Dataset entries
★ ★ ★ ★

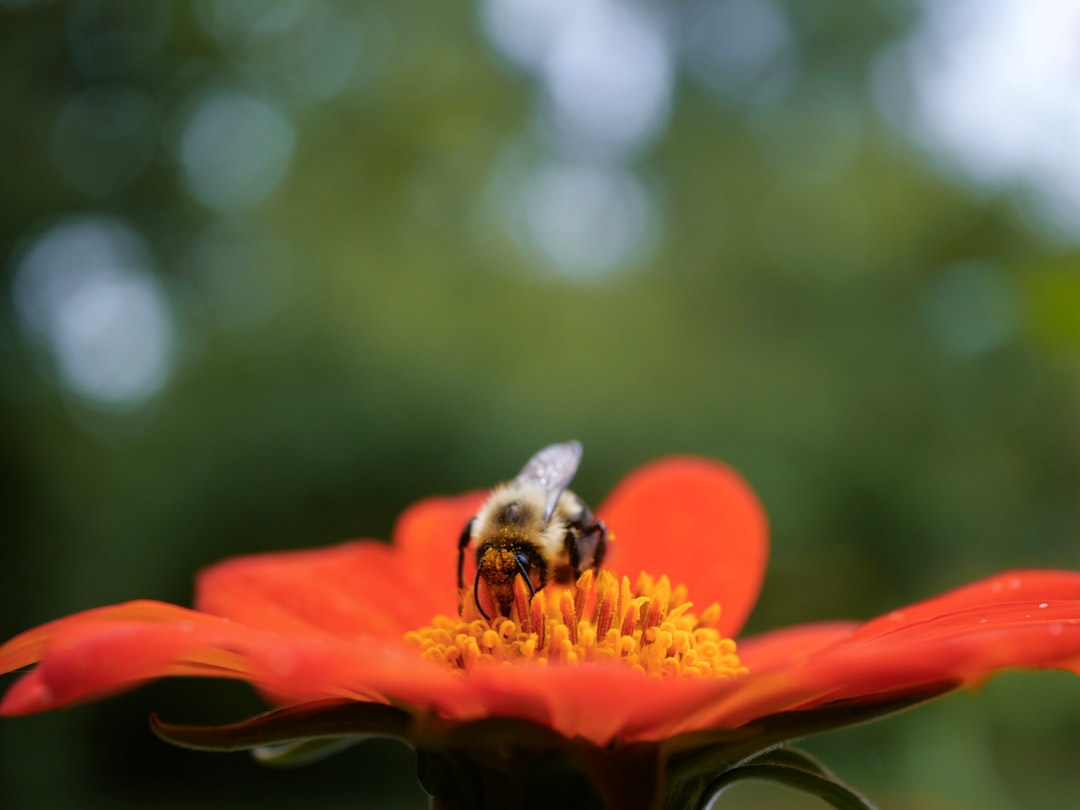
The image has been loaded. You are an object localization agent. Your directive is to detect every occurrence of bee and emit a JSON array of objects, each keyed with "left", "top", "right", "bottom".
[{"left": 457, "top": 441, "right": 609, "bottom": 619}]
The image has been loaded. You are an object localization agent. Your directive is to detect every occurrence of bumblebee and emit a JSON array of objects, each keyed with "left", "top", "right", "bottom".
[{"left": 457, "top": 441, "right": 609, "bottom": 619}]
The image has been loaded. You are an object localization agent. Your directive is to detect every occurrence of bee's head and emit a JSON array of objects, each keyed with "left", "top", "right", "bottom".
[{"left": 473, "top": 543, "right": 544, "bottom": 620}]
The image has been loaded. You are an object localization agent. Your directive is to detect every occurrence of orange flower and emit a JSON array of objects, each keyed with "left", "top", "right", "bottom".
[{"left": 3, "top": 457, "right": 1080, "bottom": 808}]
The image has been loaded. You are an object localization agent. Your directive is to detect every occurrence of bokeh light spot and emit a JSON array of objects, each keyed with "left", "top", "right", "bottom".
[
  {"left": 878, "top": 0, "right": 1080, "bottom": 238},
  {"left": 195, "top": 0, "right": 368, "bottom": 101},
  {"left": 512, "top": 160, "right": 657, "bottom": 280},
  {"left": 923, "top": 260, "right": 1019, "bottom": 358},
  {"left": 679, "top": 0, "right": 796, "bottom": 104},
  {"left": 270, "top": 4, "right": 366, "bottom": 101},
  {"left": 194, "top": 0, "right": 306, "bottom": 45},
  {"left": 480, "top": 0, "right": 673, "bottom": 158},
  {"left": 479, "top": 0, "right": 581, "bottom": 71},
  {"left": 12, "top": 217, "right": 176, "bottom": 410},
  {"left": 539, "top": 1, "right": 673, "bottom": 158},
  {"left": 178, "top": 88, "right": 296, "bottom": 213}
]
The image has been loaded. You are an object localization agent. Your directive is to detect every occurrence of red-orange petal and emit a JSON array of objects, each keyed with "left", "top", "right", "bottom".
[
  {"left": 1, "top": 604, "right": 711, "bottom": 744},
  {"left": 658, "top": 581, "right": 1080, "bottom": 737},
  {"left": 0, "top": 608, "right": 258, "bottom": 715},
  {"left": 736, "top": 621, "right": 858, "bottom": 671},
  {"left": 391, "top": 491, "right": 488, "bottom": 610},
  {"left": 717, "top": 610, "right": 1080, "bottom": 730},
  {"left": 192, "top": 491, "right": 487, "bottom": 642},
  {"left": 850, "top": 570, "right": 1080, "bottom": 641},
  {"left": 446, "top": 661, "right": 730, "bottom": 745},
  {"left": 194, "top": 541, "right": 444, "bottom": 641},
  {"left": 597, "top": 457, "right": 768, "bottom": 638},
  {"left": 0, "top": 601, "right": 236, "bottom": 677},
  {"left": 0, "top": 603, "right": 471, "bottom": 719}
]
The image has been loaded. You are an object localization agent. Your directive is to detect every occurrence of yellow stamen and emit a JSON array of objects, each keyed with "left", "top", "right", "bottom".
[
  {"left": 573, "top": 569, "right": 592, "bottom": 620},
  {"left": 404, "top": 570, "right": 748, "bottom": 680},
  {"left": 560, "top": 590, "right": 578, "bottom": 646},
  {"left": 513, "top": 577, "right": 532, "bottom": 634}
]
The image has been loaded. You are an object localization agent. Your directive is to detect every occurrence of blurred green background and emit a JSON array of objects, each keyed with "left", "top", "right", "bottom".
[{"left": 3, "top": 1, "right": 1080, "bottom": 808}]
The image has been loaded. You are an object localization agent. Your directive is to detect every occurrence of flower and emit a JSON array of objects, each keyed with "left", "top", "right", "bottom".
[{"left": 3, "top": 456, "right": 1080, "bottom": 809}]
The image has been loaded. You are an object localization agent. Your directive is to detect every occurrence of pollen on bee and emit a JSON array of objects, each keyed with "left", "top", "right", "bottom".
[{"left": 404, "top": 570, "right": 748, "bottom": 681}]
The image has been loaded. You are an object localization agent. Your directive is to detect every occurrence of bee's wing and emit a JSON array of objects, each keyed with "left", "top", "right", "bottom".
[{"left": 513, "top": 441, "right": 583, "bottom": 521}]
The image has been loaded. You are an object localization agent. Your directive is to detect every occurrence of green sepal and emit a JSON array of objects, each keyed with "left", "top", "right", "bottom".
[
  {"left": 252, "top": 736, "right": 367, "bottom": 767},
  {"left": 150, "top": 699, "right": 412, "bottom": 752},
  {"left": 703, "top": 746, "right": 878, "bottom": 810}
]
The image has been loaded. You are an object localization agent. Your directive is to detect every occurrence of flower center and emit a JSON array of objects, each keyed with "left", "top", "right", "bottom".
[{"left": 404, "top": 570, "right": 747, "bottom": 679}]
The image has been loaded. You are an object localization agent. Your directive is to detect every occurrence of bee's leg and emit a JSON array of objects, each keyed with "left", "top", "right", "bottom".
[
  {"left": 473, "top": 566, "right": 490, "bottom": 620},
  {"left": 548, "top": 531, "right": 579, "bottom": 585},
  {"left": 564, "top": 518, "right": 609, "bottom": 579},
  {"left": 563, "top": 528, "right": 582, "bottom": 575},
  {"left": 582, "top": 520, "right": 608, "bottom": 572},
  {"left": 457, "top": 518, "right": 474, "bottom": 595}
]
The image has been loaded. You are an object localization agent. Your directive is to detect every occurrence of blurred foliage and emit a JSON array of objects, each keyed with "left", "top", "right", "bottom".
[{"left": 3, "top": 1, "right": 1080, "bottom": 808}]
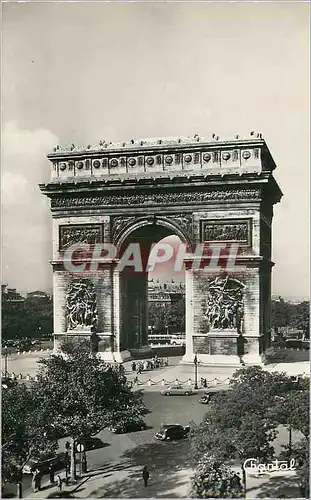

★ ★ ★ ★

• _EXERCISE BRIEF_: In the records above, find the line containing "of bee's leg", then please restate it and each line after it word for word, pictures excluded.

• _SOLVED PROBLEM_:
The image has been loaded. You are an object localization agent. Your directive is to detect every occurrence of bee's leg and emit a JSON array of objects, each keyed with "left", "top", "right", "bottom".
[
  {"left": 473, "top": 566, "right": 490, "bottom": 620},
  {"left": 548, "top": 531, "right": 579, "bottom": 585},
  {"left": 564, "top": 518, "right": 609, "bottom": 579},
  {"left": 563, "top": 528, "right": 582, "bottom": 575},
  {"left": 582, "top": 520, "right": 608, "bottom": 572},
  {"left": 457, "top": 518, "right": 474, "bottom": 595}
]
The image has been loaded. You are an object localization agent. Your directive is to detect every occurrence of blurred foliage and emit a JSON array of objects, each keyed with "left", "top", "right", "bottom".
[{"left": 3, "top": 1, "right": 1080, "bottom": 808}]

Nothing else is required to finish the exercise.